**Records for the task:**
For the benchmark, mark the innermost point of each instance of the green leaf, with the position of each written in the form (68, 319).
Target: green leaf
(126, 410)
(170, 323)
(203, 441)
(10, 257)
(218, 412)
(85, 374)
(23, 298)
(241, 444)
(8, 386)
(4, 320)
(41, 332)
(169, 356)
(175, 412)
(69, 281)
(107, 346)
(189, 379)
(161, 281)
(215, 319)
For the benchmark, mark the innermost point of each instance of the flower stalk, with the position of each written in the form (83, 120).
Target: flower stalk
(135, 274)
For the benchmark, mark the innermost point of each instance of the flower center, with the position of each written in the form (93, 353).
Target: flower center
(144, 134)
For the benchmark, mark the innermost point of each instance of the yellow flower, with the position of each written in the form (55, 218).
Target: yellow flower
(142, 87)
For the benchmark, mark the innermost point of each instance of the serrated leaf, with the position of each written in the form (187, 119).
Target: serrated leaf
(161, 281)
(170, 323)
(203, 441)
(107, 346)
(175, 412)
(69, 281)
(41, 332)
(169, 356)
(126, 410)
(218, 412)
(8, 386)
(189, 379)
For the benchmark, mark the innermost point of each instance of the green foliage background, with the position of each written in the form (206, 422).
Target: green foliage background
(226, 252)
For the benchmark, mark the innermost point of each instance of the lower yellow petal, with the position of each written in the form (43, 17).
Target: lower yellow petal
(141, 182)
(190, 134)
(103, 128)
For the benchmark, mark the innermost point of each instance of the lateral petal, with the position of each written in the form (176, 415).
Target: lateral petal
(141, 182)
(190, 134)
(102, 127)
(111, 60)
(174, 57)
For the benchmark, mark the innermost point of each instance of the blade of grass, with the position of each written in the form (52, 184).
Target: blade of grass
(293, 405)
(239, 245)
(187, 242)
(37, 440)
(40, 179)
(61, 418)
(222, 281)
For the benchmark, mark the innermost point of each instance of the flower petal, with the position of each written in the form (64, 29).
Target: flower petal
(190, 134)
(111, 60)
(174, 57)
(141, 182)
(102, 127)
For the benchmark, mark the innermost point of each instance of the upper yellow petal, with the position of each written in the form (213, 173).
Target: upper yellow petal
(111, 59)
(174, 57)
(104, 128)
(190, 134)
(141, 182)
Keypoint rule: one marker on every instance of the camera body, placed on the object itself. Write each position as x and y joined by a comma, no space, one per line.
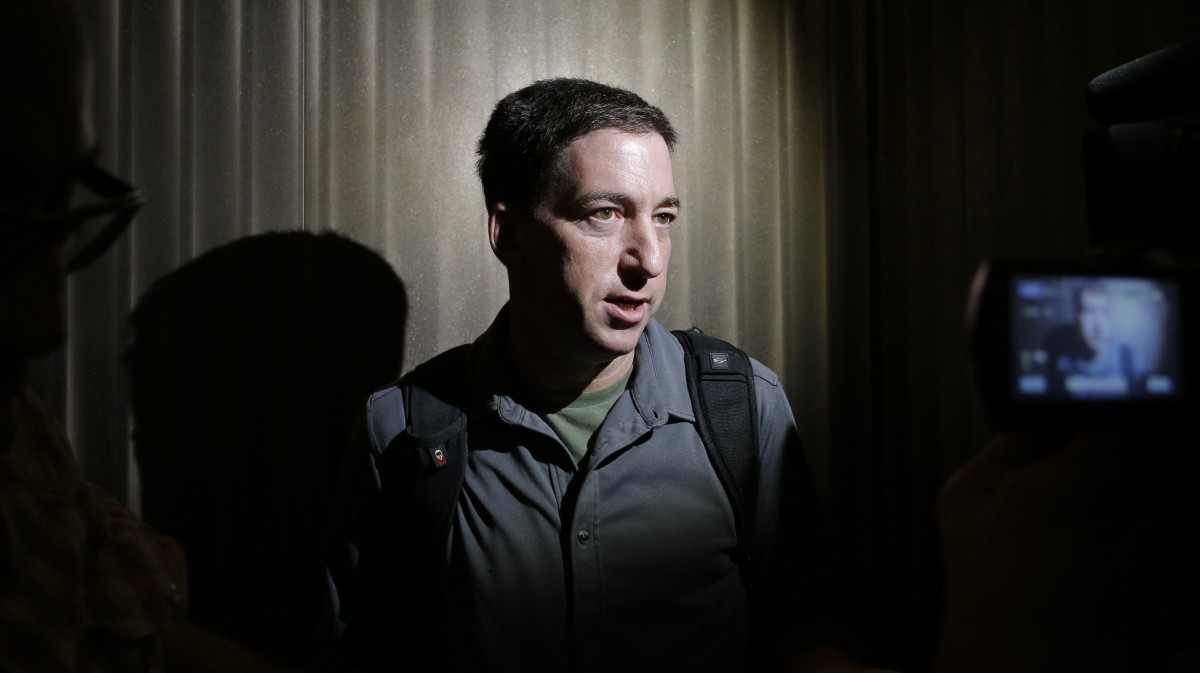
1084,346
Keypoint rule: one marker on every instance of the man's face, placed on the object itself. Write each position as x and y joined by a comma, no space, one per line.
589,269
45,130
1095,318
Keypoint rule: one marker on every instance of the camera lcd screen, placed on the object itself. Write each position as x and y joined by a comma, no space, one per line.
1095,337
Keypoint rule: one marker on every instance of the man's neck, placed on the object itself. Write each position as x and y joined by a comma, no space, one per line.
549,368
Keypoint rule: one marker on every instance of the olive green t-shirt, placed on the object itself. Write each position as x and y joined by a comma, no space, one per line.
576,416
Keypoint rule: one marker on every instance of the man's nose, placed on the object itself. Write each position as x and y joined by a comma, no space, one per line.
647,247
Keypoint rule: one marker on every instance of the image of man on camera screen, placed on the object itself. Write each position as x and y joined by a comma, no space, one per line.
1113,343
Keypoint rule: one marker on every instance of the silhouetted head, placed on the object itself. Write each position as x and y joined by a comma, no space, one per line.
46,131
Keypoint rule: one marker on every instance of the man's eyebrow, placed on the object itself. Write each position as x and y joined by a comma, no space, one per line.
589,198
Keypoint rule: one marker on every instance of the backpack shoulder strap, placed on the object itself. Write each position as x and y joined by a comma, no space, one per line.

**The problem:** Give back all entries exactly. No pictures belong in the copy.

**Task result:**
For the benchmark, mark the innermost point of each instance of the green leaf, with the position of each written in the form (68, 319).
Target: green leaf
(126, 410)
(170, 323)
(203, 441)
(10, 257)
(218, 412)
(85, 374)
(23, 298)
(241, 444)
(8, 386)
(4, 320)
(41, 332)
(169, 356)
(175, 412)
(69, 281)
(107, 346)
(189, 379)
(161, 281)
(215, 319)
For the benchmark, mark the innermost point of each instance of the flower stalk, with the position of each written in the form (83, 120).
Target: flower stalk
(135, 274)
For the benchmark, mark the innermost point of each instance of the flower center, with the position of each written in the form (93, 353).
Target: flower center
(144, 134)
For the benchmark, mark the innermost point of each instance of the yellow flower, with the position of each written in the form (55, 218).
Target: yellow flower
(142, 87)
For the benchmark, mark the innermost point of each instance of the serrated leaf, with the position of each written in the form (187, 119).
Target: serrated leaf
(161, 281)
(170, 323)
(203, 441)
(107, 346)
(175, 412)
(69, 281)
(41, 332)
(169, 356)
(126, 410)
(218, 412)
(8, 386)
(189, 379)
For the benchmark, mark the innermost point of each instance of the green foliage background, with the position of each written in the form (206, 422).
Target: green foliage background
(226, 252)
For the benchmark, mark the innermost point of each instance of the lower yellow petal, with the position of each written in the form (43, 17).
Target: lower yellow petal
(141, 182)
(190, 134)
(103, 128)
For the benchmark, mark the innermost point of each instance of the lateral petal, with the position of each written in the form (176, 415).
Target: lateral petal
(141, 182)
(190, 134)
(102, 127)
(111, 60)
(174, 57)
For the benchmark, mark the innermost point of each instance of the blade of grass, with the position of each written in the form (52, 184).
Target: blade of grass
(293, 405)
(239, 245)
(187, 242)
(37, 440)
(40, 179)
(61, 418)
(222, 281)
For the benchmark, mark the innermost point of each instance of the flower petal, with the position of each written in the form (64, 29).
Target: flower petal
(190, 134)
(111, 60)
(174, 57)
(141, 182)
(102, 127)
For the benchmark, mark the innermost point of each instance of the upper yellow petal, with the position of each written in the form (213, 173).
Target: upper yellow petal
(111, 59)
(174, 57)
(104, 128)
(190, 134)
(141, 182)
Keypoint rule: one marker on every instance of the camera body, placed on the object itself. Write each position as x and y joined by a comma, no space, one per line.
1084,346
Keypoint rule: one marker on every instance of the man's face, placed on the object itself. Write each position as x and y joined by a comma, no space, one per line.
589,269
45,130
1095,318
Keypoint rule: one marker on every instance of the camera lcd screen, placed on the object itself. Write each position as x and y joined by a comma, no space, one per line.
1095,337
Keypoint rule: one marker on every instance of the man's neck, placed on the object itself. Write each position as x and y joined by a comma, no space, one per line.
549,368
Keypoint rule: one marker on every instance of the olive green t-shirt, placed on the object itself. Write each position as x and y joined by a comma, no space, one per line.
576,416
Keypoint rule: one marker on every instance of the man's nose, placed on the object itself. Write each position as x and y joined by a comma, no space, one per line.
647,247
Keypoint rule: one marker on every instance of the image of man on camera screen, placed on the object itself. Write each position as x and y joined by a comma, no space, one per line.
1113,343
Keypoint rule: one marker on every instance of the silhouetted head, placed on the object itself. Write each position as x and y joined by a comma, no space, one per line.
46,131
Keypoint rule: one marker on every instance of the man's eyebrow, placed on the object itself. Write each position as x and y joined by a comma, no space, one per line.
589,198
Keypoint rule: one marker on every instance of the backpack shoulder strap, placed on the object itself. Write each position as x and y joined by a comma, no space, one per line.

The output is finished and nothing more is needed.